All of the records are to be reproduced exactly.

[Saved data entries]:
■ ■ ■

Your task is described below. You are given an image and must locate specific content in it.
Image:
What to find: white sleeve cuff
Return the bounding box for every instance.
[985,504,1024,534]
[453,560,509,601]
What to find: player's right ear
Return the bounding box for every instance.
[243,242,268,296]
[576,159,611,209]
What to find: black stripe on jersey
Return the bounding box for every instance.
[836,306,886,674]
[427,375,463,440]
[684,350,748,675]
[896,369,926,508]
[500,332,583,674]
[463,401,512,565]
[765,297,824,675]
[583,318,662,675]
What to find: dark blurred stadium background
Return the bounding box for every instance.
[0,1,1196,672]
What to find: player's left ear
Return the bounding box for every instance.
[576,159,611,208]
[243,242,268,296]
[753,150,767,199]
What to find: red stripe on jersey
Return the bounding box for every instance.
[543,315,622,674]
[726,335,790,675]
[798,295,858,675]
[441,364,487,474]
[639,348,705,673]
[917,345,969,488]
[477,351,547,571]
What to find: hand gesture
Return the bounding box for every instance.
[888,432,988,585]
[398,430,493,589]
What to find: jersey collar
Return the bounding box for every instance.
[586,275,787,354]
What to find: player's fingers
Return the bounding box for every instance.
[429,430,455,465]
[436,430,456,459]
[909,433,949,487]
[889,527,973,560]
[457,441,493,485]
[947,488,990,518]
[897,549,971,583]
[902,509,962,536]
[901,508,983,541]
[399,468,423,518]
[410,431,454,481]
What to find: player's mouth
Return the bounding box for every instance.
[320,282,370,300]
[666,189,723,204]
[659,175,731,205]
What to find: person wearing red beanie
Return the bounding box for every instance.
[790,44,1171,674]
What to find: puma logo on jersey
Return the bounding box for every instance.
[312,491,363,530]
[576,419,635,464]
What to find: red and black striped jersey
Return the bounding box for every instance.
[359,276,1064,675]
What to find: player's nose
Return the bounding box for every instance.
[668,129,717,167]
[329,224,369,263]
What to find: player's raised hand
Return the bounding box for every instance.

■ ■ ■

[Final answer]:
Your task is described below. You are given an image and must locate specific content in it.
Image:
What to find: white sleeve cuff
Return the bounding box for every instance.
[985,504,1024,534]
[453,560,509,601]
What to find: player's right ear
Return the bounding box for every instance.
[243,242,268,296]
[576,159,611,209]
What to find: black stripe on jersey
Return the bounding box for every instance.
[836,306,886,674]
[427,375,463,440]
[684,350,748,675]
[896,369,926,508]
[500,332,583,674]
[463,401,512,565]
[765,297,824,675]
[583,318,662,675]
What to find: dark blurred stadium background
Return the bounding box for every instance.
[0,1,1196,672]
What to find: player's left ear
Return the bounding box for every instance.
[576,159,611,208]
[243,242,268,296]
[753,150,767,199]
What to find: red stripe on jersey
Return the bounding box for every instance.
[543,315,622,674]
[726,335,790,675]
[798,295,858,675]
[441,364,487,474]
[639,348,705,673]
[917,345,969,488]
[477,351,547,571]
What to find: hand gesture
Return the bounding box for every instance.
[888,432,988,585]
[398,430,493,589]
What to find: jersey collar
Return the bounding box for every instance.
[586,275,787,354]
What to find: player's fingers
Return the bounding box for every instance.
[429,430,455,465]
[436,430,456,459]
[909,433,949,487]
[889,527,973,560]
[457,441,493,485]
[947,488,990,518]
[897,549,971,583]
[902,509,962,536]
[901,508,983,541]
[399,468,423,518]
[410,431,454,481]
What to find: player's mouth
Return the bounding box for every instance.
[320,282,370,300]
[666,189,723,204]
[659,175,731,205]
What to find: person wearing red beanie
Return the bounding box for every instance.
[790,44,1171,674]
What to find: puma logo on jersey
Return the bounding box for every instance.
[312,491,363,530]
[576,419,635,464]
What to find: red and black striped jersey
Return the bounding box for every instance.
[359,276,1064,675]
What to find: player's nose
Return the bounding box for every instance.
[668,129,717,167]
[329,224,369,263]
What to find: player's raised hand
Return the bounding box for every instance.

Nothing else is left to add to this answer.